--- start of The input ---

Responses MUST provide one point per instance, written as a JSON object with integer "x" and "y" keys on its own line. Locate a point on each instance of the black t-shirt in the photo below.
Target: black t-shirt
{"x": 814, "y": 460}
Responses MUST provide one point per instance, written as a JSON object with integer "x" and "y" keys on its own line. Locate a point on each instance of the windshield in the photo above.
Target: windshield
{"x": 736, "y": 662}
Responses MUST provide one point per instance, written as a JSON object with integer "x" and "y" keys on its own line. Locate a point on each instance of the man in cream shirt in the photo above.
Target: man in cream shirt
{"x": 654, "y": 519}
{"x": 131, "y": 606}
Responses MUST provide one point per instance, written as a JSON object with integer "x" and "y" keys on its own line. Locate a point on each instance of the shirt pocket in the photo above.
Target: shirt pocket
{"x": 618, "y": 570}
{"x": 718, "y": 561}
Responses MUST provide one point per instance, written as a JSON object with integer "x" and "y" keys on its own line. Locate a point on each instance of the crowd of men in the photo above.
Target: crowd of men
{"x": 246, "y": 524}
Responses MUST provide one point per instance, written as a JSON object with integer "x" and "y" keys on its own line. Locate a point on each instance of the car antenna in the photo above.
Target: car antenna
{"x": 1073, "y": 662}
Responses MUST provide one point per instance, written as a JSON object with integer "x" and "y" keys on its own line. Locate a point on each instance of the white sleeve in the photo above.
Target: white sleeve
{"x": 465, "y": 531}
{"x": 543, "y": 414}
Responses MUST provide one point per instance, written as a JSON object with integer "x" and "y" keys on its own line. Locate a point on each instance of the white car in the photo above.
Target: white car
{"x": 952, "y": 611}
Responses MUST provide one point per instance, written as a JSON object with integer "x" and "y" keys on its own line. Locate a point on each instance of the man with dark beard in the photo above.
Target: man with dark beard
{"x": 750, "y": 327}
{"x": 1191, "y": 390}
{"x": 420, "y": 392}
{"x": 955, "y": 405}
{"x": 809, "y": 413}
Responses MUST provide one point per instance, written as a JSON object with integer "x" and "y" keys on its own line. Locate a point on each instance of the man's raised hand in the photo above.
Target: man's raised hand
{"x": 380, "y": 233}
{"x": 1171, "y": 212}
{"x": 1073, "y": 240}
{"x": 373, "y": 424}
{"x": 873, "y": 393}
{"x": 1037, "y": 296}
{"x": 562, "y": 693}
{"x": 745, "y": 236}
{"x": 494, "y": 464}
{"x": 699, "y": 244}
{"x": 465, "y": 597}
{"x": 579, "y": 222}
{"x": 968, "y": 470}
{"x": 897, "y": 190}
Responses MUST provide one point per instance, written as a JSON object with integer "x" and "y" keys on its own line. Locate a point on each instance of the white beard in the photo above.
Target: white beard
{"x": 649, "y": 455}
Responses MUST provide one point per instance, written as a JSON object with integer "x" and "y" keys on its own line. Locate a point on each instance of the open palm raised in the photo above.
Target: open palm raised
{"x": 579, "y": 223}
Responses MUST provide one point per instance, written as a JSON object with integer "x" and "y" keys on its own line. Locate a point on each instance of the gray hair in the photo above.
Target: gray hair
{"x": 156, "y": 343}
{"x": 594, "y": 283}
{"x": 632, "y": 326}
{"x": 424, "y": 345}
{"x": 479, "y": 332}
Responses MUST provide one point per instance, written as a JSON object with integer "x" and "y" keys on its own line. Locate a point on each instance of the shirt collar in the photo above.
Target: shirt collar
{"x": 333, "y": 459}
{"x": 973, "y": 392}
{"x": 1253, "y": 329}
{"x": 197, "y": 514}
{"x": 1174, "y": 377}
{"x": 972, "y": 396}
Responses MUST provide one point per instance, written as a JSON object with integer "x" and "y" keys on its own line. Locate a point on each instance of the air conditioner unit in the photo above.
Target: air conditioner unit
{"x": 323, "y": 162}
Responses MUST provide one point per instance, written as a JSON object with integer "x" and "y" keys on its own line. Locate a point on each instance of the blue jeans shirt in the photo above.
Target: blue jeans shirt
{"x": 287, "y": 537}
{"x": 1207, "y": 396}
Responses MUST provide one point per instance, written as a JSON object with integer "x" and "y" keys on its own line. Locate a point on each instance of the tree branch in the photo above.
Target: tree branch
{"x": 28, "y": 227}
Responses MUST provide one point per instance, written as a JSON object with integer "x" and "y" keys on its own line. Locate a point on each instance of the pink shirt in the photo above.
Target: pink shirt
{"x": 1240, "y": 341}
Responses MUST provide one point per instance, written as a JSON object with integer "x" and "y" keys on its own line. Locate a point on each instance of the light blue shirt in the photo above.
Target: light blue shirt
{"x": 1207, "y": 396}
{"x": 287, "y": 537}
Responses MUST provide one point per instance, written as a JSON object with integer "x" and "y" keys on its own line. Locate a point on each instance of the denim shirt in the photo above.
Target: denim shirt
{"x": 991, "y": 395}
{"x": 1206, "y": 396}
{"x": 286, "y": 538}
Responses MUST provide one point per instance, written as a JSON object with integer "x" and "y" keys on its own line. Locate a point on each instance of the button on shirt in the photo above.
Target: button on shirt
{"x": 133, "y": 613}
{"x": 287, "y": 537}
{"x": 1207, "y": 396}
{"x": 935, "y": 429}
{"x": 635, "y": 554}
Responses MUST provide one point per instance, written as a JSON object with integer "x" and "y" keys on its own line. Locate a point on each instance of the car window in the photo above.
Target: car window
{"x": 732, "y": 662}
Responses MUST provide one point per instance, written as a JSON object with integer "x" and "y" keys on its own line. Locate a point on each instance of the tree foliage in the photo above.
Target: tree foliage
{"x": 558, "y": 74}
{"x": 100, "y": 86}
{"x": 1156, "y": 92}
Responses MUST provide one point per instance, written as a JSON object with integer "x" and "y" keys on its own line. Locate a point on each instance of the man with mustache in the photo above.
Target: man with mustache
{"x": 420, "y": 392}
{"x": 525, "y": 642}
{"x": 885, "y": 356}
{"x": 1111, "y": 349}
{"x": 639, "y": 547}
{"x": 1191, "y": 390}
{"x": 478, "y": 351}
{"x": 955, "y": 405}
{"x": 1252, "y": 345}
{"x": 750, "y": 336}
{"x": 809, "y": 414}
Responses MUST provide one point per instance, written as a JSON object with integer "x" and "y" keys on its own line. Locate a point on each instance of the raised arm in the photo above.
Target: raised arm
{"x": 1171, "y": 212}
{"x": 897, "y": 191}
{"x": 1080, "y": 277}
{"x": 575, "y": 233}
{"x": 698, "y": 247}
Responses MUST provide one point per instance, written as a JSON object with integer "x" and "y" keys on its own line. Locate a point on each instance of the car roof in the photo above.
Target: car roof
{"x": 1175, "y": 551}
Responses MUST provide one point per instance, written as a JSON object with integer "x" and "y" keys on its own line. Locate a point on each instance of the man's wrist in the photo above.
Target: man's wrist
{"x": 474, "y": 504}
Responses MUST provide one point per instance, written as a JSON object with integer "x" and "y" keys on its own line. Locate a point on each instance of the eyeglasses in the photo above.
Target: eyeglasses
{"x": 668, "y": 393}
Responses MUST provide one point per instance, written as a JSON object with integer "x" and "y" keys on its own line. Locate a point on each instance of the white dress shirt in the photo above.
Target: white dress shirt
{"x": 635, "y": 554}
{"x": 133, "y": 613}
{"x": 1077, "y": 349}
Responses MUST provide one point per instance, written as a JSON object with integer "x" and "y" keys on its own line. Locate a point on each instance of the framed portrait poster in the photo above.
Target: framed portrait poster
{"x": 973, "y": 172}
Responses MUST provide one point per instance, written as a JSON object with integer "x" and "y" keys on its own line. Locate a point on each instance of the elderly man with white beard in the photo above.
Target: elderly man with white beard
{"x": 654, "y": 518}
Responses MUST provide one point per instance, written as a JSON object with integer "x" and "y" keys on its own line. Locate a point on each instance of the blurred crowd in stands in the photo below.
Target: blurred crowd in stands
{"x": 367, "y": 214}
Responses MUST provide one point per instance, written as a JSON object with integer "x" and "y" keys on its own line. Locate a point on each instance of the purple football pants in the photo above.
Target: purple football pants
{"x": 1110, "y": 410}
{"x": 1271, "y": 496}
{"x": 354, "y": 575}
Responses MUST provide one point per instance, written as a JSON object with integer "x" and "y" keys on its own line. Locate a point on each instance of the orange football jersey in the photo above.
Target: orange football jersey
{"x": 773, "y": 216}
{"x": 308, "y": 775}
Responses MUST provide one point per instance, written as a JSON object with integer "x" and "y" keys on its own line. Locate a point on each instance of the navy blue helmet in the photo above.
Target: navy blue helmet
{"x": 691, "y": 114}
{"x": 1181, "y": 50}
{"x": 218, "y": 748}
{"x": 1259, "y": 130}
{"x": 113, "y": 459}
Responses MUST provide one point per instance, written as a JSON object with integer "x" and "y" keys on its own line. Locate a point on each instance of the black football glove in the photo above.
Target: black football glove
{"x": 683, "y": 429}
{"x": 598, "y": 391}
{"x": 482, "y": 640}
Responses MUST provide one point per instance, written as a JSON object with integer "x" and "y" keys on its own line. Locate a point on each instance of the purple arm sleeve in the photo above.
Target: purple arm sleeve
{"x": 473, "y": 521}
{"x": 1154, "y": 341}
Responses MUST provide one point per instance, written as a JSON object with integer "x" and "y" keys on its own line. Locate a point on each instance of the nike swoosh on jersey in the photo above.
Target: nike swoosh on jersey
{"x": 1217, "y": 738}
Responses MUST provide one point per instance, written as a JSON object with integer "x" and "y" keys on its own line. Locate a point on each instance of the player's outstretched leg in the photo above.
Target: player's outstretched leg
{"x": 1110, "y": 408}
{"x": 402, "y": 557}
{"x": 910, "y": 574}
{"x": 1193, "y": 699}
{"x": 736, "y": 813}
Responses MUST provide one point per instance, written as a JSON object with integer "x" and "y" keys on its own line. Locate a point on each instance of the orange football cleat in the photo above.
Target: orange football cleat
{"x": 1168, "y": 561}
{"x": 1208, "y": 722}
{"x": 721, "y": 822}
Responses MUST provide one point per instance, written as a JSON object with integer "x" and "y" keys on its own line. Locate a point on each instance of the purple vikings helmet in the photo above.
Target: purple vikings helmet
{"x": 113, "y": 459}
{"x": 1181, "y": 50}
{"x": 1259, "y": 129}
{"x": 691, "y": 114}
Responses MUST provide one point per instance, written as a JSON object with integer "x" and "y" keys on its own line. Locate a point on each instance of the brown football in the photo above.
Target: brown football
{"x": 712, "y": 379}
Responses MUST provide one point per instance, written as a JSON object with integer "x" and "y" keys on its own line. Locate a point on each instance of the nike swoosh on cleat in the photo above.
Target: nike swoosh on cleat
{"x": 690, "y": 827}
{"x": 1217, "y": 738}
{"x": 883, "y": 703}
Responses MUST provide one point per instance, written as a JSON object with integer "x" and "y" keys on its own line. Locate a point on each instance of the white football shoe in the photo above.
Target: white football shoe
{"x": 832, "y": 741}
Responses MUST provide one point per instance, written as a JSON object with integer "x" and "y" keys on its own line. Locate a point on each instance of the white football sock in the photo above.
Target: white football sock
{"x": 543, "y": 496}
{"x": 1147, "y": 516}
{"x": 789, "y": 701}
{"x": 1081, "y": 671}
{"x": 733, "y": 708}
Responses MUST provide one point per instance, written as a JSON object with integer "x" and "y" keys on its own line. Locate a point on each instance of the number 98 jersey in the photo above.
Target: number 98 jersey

--- end of The input ---

Written instruction
Express everything from the line containing "98 jersey in the photo above." down to the end of the material as a JSON list of strings, one string per line, with blank lines left out.

Expected answer
[
  "Responses MUST provide one point per instance, written as a JSON object with integer \"x\" and \"y\" keys on its own line. Locate a point on each instance of the number 98 jersey in the photo above.",
  "Target: number 98 jersey"
]